Stored data entries
★ ★ ★

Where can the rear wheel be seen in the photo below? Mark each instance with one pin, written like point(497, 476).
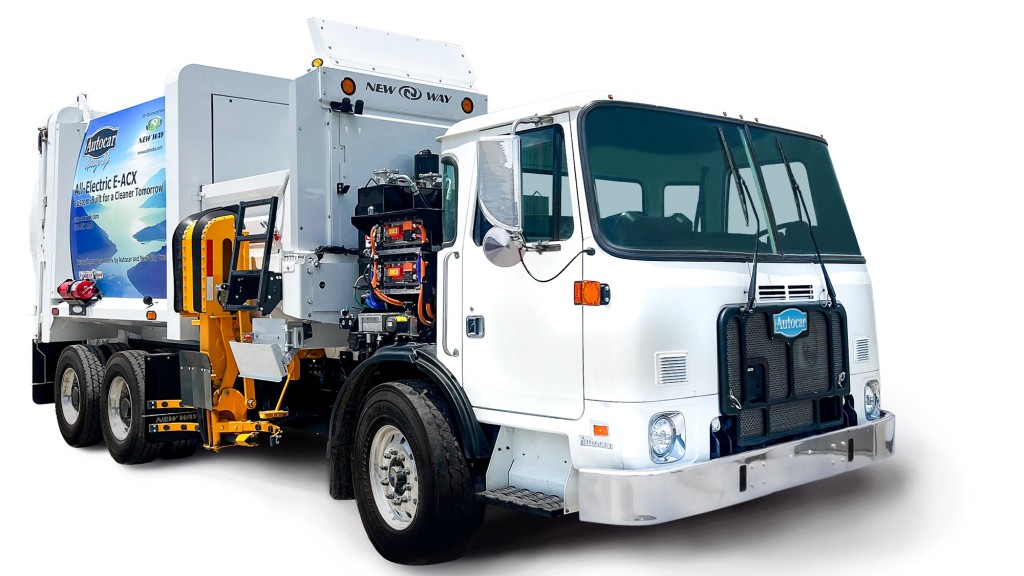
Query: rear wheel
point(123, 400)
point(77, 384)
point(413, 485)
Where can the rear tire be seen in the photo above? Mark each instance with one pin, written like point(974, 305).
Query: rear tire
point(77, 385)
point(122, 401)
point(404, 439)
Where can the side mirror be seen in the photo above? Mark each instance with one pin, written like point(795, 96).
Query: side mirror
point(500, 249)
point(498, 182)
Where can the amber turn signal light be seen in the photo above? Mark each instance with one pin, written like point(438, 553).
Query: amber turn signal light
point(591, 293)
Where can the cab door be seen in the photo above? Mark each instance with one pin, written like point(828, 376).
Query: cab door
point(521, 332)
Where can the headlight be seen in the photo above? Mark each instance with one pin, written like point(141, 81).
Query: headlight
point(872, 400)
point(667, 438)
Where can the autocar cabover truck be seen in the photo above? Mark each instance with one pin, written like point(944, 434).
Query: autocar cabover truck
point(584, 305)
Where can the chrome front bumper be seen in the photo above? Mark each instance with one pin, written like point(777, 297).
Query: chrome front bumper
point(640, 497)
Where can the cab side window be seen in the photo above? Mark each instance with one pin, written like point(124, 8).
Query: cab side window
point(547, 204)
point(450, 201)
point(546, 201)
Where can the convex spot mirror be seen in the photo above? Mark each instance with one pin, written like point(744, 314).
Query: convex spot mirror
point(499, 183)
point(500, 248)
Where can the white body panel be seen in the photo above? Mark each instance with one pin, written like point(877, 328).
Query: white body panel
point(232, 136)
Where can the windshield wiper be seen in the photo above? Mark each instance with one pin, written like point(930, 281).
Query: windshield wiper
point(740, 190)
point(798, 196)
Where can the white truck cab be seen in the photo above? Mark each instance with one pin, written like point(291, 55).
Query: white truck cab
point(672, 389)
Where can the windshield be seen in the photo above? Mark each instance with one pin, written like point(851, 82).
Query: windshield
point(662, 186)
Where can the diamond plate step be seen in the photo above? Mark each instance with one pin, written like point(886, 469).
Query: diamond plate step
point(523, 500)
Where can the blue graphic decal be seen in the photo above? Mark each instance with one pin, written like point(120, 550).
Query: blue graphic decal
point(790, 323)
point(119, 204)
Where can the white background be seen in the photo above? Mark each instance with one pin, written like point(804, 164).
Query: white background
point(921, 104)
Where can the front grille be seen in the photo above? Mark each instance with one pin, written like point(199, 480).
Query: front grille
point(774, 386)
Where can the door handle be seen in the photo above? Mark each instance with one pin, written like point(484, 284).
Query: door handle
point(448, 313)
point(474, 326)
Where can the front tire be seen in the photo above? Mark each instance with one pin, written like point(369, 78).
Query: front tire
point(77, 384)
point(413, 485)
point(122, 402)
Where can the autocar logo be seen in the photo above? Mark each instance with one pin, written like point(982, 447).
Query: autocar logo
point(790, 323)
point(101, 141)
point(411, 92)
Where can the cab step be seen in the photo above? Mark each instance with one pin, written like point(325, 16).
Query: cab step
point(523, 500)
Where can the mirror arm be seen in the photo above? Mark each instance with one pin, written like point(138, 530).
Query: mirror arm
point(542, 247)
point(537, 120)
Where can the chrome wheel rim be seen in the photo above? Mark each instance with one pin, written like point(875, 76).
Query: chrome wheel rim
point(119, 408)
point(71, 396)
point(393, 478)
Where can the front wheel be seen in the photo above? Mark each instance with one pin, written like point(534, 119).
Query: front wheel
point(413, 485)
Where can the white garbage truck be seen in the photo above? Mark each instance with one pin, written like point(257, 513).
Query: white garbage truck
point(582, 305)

★ ★ ★

▶ _Task directions_
Copy the data above line for line without changing anything. Leave the pictures out of your copy.

▶ _Worked solution_
Where can the rear wheel be seen in the photo below? Mark each instance with one pin, written like point(497, 476).
Query: rear wheel
point(123, 400)
point(77, 384)
point(413, 485)
Where can the rear tire be seen in the photo above? Mark each instance with one pin, written like point(974, 305).
Query: rear tire
point(77, 385)
point(122, 401)
point(404, 439)
Where can the side mirror be seen in the photo above? Mark each instance with one pin, written like point(795, 96).
Query: side mirror
point(500, 249)
point(498, 182)
Where can the amber turn signal light be seen in the photo above? Mark each instance with one pin, written like point(438, 553).
Query: amber turn signal light
point(591, 293)
Where can the cab door be seen in the photo above? Mark each instance with one pin, written like point(828, 376).
Query: cab door
point(521, 332)
Where can the headlight be seen in the photo above? Mark each instance with one pin, written like point(141, 81).
Query: headlight
point(872, 400)
point(667, 438)
Where can the autocar cabover truck be seen in the photo above? Mark each instance with one pin, written like point(944, 434).
Query: autocar cabover truck
point(584, 305)
Where can the chrome front bumper be seen in the photo above? Mark each instance with one pin, written like point(777, 297).
Query: chrome front bumper
point(640, 497)
Where can the cab side window be seen in the photo above? Mark each instance with one pin, written like point(124, 8).
Query: cab side window
point(547, 204)
point(450, 201)
point(546, 201)
Where can the convex spot mirror be seen in the photo above? Mark each instance with one pin, written like point(744, 314).
Query: convex spot mirror
point(499, 183)
point(500, 248)
Where can the white body panel be seen in the photo above? Mark each instance with one pin, written like point(877, 328).
Query: white body panel
point(232, 136)
Where can the windshield wiper be seen in the photo above? Mark each instance with one pin, written like point(930, 281).
Query: windshield wiper
point(740, 190)
point(798, 196)
Where can the white truck cab be seen in the photo above? Mark each instance with one pin, written like point(291, 55).
Query: white truck cab
point(672, 389)
Where can the windshield be seen in the photo above? Mark each instance with one pin, written like point(851, 82).
Query: windshield
point(662, 186)
Where can the diamond plate step be seen in the photo above? Mark each instance with one pin, written like point(886, 469).
Query: diamond plate step
point(523, 500)
Where can the blue graphic decal be seen in the photo above? Mark each instance with one pin, written like point(120, 550).
Query: blue graphic decal
point(790, 323)
point(119, 204)
Where can the white background be seen in the photo above? Mark each instance with one pin, written like point(804, 164).
Query: white background
point(921, 104)
Where can the front grille be seen in the photo above? Mark each instance with one pin, written like point(199, 480).
Query: front grille
point(774, 386)
Where can the door handle be seen in the photo above? Mark each instance with one pin, written like point(484, 284).
Query: door handle
point(448, 313)
point(474, 326)
Where can the front tire be seen in the photo above? Mark each instance with one pin, written like point(369, 78).
Query: front tire
point(77, 384)
point(413, 485)
point(122, 402)
Where can the autocar logo be seen in the photo above? Mark each instance with one pin, written like point(982, 447).
Query: autocar logo
point(790, 323)
point(101, 141)
point(411, 92)
Where can the cab step be seen in the photo above? Mark each instance with one pin, written like point(325, 16).
Query: cab step
point(523, 500)
Where can the mirror arm be seen in the photo above? Mark each instance with one pin, written like point(138, 530).
Query: mirror arm
point(542, 247)
point(537, 120)
Where can the chrome wheel rim be seen in the photo above? Mark each instance with one pin, written like point(875, 76).
Query: chrome wheel rim
point(119, 408)
point(71, 396)
point(393, 478)
Where can the front wheel be seen in the photo above? Mark each instance with one pin, written like point(534, 119).
Query: front wheel
point(413, 485)
Where can the white garbage truck be seen in the photo above? Mark each instance with one pin, written like point(257, 513).
Query: white garbage truck
point(582, 305)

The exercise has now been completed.